= SOURCE MATERIAL =
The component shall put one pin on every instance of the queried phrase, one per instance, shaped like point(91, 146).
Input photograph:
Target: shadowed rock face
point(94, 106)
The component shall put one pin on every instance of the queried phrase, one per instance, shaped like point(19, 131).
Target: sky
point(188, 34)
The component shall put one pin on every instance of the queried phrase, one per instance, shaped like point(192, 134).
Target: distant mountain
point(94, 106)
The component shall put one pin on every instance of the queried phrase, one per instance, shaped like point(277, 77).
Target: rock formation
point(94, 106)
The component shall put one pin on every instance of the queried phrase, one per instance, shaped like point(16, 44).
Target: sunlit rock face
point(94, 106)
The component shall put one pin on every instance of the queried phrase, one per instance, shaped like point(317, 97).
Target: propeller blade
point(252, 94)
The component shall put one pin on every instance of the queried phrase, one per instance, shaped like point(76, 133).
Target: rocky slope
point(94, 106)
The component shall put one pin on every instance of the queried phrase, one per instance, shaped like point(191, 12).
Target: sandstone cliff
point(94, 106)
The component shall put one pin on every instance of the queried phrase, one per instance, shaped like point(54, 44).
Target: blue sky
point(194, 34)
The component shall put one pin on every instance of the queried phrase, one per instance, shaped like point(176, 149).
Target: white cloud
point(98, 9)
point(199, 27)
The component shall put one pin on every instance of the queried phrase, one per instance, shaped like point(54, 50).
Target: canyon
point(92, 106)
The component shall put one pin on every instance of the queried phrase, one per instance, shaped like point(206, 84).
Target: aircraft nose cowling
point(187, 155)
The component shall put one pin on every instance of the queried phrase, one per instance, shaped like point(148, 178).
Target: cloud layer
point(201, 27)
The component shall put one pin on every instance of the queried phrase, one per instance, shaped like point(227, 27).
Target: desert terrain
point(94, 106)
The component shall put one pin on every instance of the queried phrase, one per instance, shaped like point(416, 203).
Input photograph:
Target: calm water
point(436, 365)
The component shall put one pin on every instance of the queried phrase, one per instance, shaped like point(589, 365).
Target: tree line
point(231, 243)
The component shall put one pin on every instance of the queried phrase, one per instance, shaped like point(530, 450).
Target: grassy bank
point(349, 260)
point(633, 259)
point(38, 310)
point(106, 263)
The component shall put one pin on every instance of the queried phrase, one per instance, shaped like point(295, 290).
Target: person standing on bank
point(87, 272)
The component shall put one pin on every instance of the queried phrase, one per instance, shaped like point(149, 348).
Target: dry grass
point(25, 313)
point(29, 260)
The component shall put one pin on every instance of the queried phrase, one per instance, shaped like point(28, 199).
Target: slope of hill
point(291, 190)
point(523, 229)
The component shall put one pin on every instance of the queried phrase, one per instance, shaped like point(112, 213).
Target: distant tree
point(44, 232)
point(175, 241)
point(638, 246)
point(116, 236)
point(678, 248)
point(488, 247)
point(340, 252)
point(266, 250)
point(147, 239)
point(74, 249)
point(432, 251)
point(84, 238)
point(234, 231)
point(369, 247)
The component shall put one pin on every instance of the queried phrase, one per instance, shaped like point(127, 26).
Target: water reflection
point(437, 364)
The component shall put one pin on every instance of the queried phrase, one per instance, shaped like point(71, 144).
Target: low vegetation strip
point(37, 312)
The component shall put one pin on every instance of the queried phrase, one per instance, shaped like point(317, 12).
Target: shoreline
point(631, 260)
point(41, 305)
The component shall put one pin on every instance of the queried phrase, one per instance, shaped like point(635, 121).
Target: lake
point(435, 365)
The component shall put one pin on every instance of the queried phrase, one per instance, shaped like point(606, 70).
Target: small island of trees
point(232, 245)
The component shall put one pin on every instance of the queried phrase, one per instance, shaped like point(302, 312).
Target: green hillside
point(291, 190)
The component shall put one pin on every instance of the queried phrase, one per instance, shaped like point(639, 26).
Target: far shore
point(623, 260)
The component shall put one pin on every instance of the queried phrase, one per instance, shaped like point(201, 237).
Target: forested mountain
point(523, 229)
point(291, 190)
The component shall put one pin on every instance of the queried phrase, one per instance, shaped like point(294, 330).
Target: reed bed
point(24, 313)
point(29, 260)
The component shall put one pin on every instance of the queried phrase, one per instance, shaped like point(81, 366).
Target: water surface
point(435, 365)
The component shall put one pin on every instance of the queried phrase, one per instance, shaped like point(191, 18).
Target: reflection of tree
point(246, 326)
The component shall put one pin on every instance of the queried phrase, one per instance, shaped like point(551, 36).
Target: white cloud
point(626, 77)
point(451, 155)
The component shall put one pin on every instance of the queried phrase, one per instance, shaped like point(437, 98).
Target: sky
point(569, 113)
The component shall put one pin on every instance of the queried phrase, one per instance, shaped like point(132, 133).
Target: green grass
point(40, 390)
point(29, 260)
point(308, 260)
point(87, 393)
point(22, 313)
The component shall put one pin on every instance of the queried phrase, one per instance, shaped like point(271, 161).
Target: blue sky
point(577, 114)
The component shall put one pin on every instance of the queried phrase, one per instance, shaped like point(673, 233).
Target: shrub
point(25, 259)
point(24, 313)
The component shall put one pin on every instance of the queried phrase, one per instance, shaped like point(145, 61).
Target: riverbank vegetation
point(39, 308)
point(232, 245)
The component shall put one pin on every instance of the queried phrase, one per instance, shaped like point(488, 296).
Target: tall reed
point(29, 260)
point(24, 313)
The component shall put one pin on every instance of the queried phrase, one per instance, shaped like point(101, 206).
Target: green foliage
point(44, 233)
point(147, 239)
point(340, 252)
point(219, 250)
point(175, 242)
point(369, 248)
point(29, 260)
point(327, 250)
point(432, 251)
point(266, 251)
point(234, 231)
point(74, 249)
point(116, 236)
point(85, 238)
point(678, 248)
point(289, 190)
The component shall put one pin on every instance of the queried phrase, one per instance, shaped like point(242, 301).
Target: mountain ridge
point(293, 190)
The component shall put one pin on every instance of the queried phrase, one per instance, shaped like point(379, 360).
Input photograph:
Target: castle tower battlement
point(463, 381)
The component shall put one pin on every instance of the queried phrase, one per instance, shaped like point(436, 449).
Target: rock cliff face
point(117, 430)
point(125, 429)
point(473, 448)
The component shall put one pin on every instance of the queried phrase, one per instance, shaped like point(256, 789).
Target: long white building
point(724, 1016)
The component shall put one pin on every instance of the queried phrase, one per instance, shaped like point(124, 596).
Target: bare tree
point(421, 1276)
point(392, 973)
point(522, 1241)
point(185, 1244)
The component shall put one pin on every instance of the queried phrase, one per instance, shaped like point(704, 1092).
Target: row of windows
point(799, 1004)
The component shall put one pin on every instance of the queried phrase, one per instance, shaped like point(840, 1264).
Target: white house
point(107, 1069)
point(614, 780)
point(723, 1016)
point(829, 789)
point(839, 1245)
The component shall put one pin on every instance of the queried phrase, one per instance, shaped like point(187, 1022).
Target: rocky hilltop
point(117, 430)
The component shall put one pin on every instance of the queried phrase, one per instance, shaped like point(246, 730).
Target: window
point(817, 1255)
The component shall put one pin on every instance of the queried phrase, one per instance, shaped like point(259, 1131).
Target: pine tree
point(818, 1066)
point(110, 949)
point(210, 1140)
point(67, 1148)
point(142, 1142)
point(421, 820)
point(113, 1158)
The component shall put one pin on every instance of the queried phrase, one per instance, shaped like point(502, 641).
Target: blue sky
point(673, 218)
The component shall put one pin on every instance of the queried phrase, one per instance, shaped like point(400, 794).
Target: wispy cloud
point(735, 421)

= THE EXERCISE =
Transcribe all of the material exactly. Omit nothing.

= FINISHED TASK =
The component shall put one pin on every instance of the queried phrase, one per instance, shaped like point(91, 146).
Input photograph:
Target: shadowed rock face
point(94, 106)
The component shall put one pin on every instance of the queried phrase, one per instance, shaped like point(19, 131).
Target: sky
point(188, 34)
The component shall put one pin on every instance of the queried phrase, one per instance, shaped like point(192, 134).
Target: distant mountain
point(94, 106)
The component shall put one pin on every instance of the queried phrase, one per instance, shaped like point(277, 77).
Target: rock formation
point(94, 106)
The component shall put one pin on every instance of the queried phrase, one per instance, shaped like point(16, 44).
Target: sunlit rock face
point(94, 106)
The component shall put one pin on every instance of the queried phrase, one per instance, shaped like point(317, 97).
Target: propeller blade
point(252, 94)
The component shall put one pin on every instance of the queried phrase, one per instance, shaped like point(76, 133).
Target: rocky slope
point(94, 106)
The component shall put one pin on every instance of the queried phrase, one per instance, shaped like point(191, 12).
Target: sandstone cliff
point(94, 106)
The component shall put one pin on every instance of the queried phrase, one per instance, shaped like point(54, 44).
Target: blue sky
point(194, 34)
The component shall put one pin on every instance of the queried phrase, one per instance, shaped like point(176, 149).
Target: white cloud
point(98, 9)
point(199, 27)
The component shall put one pin on every instance of the queried phrase, one per instance, shaped like point(54, 50).
Target: canyon
point(92, 106)
The component shall put one pin on every instance of the queried phrase, one per instance, shaped like point(206, 84).
Target: aircraft nose cowling
point(187, 155)
The component shall put one pin on every instance of the queried phrase, one per instance, shaped like point(148, 178).
Target: cloud layer
point(201, 27)
The component shall put one pin on every instance of the queried phrase, one per instance, shaped like point(227, 27).
Target: desert terrain
point(94, 106)
The component shall put one pin on every instance of the queried phrase, one per instance, shaped like point(416, 203).
Input photograph:
Target: calm water
point(436, 365)
The component shall put one pin on every instance of the queried phrase, one per instance, shaped like point(589, 365).
Target: tree line
point(231, 243)
The component shall put one pin on every instance of the queried phrase, one per instance, shaped like point(530, 450).
Target: grassy bank
point(349, 260)
point(633, 259)
point(38, 310)
point(106, 263)
The component shall put one pin on every instance of the queried phrase, one per instance, shaped like point(295, 290).
Target: person standing on bank
point(87, 272)
The component shall put one pin on every instance of the queried phrase, one per instance, shaped like point(149, 348).
Target: dry grass
point(25, 313)
point(29, 260)
The component shall put one pin on every instance of the queried phrase, one per instance, shaped like point(28, 199).
Target: slope of hill
point(291, 190)
point(523, 229)
The component shall put one pin on every instance of the queried phrase, one per instance, shaped like point(112, 213).
Target: distant tree
point(44, 232)
point(175, 241)
point(638, 246)
point(116, 236)
point(678, 248)
point(488, 247)
point(340, 252)
point(266, 250)
point(147, 239)
point(74, 249)
point(432, 251)
point(84, 238)
point(234, 231)
point(369, 247)
The component shall put one pin on every instance of the queried phrase, one per instance, shaped like point(127, 26).
Target: water reflection
point(437, 364)
The component shall put one pin on every instance of the queried phrase, one per instance, shaped like point(71, 144).
Target: low vegetation strip
point(37, 312)
The component shall put one pin on every instance of the queried phrase, one per instance, shaped like point(317, 12).
Target: shoreline
point(631, 260)
point(41, 305)
The component shall put one pin on every instance of the queried phrase, one per instance, shaped like point(635, 121).
Target: lake
point(435, 365)
The component shall put one pin on every instance of the queried phrase, one per instance, shaped like point(606, 70).
Target: small island of trees
point(232, 245)
The component shall put one pin on every instance of the queried phrase, one per instance, shaped like point(302, 312).
Target: green hillside
point(291, 190)
The component shall put one pin on every instance of the queried phrase, one per instance, shaped like point(639, 26).
Target: far shore
point(623, 260)
The component shall put one pin on every instance of the queried phrase, one per instance, shaped like point(201, 237).
Target: forested mountain
point(523, 229)
point(291, 190)
The component shall put one pin on every instance of the queried phrase, one per instance, shaped like point(294, 330).
Target: reed bed
point(24, 313)
point(29, 260)
The component shall put one pin on every instance of the queried phrase, one per instance, shaped like point(81, 366).
Target: water surface
point(435, 365)
The component shall put one pin on every instance of the queried phrase, one per instance, shaped like point(191, 18).
Target: reflection of tree
point(246, 326)
The component shall put one pin on every instance of the queried phrase, one per instance, shaped like point(551, 36).
Target: white cloud
point(626, 77)
point(451, 155)
The component shall put one pin on every instance of the queried phrase, one per instance, shaped like point(437, 98).
Target: sky
point(569, 113)
The component shall put one pin on every instance of the queried phrase, one per instance, shaped like point(132, 133).
Target: green grass
point(40, 390)
point(29, 260)
point(308, 260)
point(87, 393)
point(22, 313)
The component shall put one pin on every instance of the queried phrase, one per instance, shaped like point(271, 161).
Target: blue sky
point(577, 114)
The component shall put one pin on every instance of the queried phrase, one per instance, shaped like point(673, 233).
Target: shrub
point(25, 259)
point(24, 313)
The component shall put one pin on every instance of the queried phrase, one per instance, shaped like point(145, 61).
Target: riverbank vegetation
point(39, 308)
point(232, 245)
The component shall put one pin on every instance of the queried phrase, one per instance, shaped like point(488, 296).
Target: tall reed
point(29, 260)
point(24, 313)
The component shall put one pin on every instance of the queried phrase, one per instance, shaped like point(101, 206).
Target: green foliage
point(44, 233)
point(147, 239)
point(340, 252)
point(219, 250)
point(175, 242)
point(369, 248)
point(29, 260)
point(327, 250)
point(432, 251)
point(266, 251)
point(234, 231)
point(74, 249)
point(116, 236)
point(85, 238)
point(678, 248)
point(289, 190)
The component shall put one pin on every instance of the queried phrase, one per instance, shaped like point(242, 301).
Target: mountain ridge
point(293, 190)
The component shall put one pin on every instance of the queried phrase, one per instance, shaped like point(379, 360).
Input photograph:
Target: castle tower battlement
point(463, 381)
The component shall put one pin on every instance of the queried phrase, one per instance, shaped like point(436, 449).
Target: rock cliff face
point(117, 430)
point(125, 429)
point(473, 448)
The component shall put one pin on every instance of the queried phrase, one per instance, shaped like point(256, 789).
Target: long white building
point(724, 1016)
The component shall put one pin on every instance of the queried phrase, one per instance, shaped like point(124, 596).
Target: bare tree
point(421, 1276)
point(392, 973)
point(522, 1241)
point(185, 1244)
The component shall put one pin on every instance of the queried phrase, one per instance, shaped like point(704, 1092).
Target: row of windows
point(799, 1004)
The component shall put one pin on every instance of the queried phrase, one per instance, shaped like point(840, 1264).
Target: white house
point(107, 1069)
point(614, 780)
point(723, 1016)
point(829, 789)
point(839, 1245)
The component shall put one pin on every instance of the queried phrase, one per instance, shaped like point(187, 1022).
Target: rocky hilltop
point(117, 430)
The component shall put one pin on every instance of the queried phrase, one per instance, shaped like point(246, 730).
Target: window
point(817, 1255)
The component shall put one pin on every instance of the queried phrase, one per instance, shaped like point(259, 1131).
Target: pine tree
point(818, 1066)
point(110, 949)
point(210, 1140)
point(67, 1148)
point(142, 1142)
point(421, 820)
point(113, 1158)
The component shall put one pin on every instance of the queried phrase, one per instance, shaped like point(502, 641).
Target: blue sky
point(673, 218)
The component shall put one pin on every instance of the queried phrase, one per instance, shaped like point(400, 794).
Target: wispy cloud
point(735, 421)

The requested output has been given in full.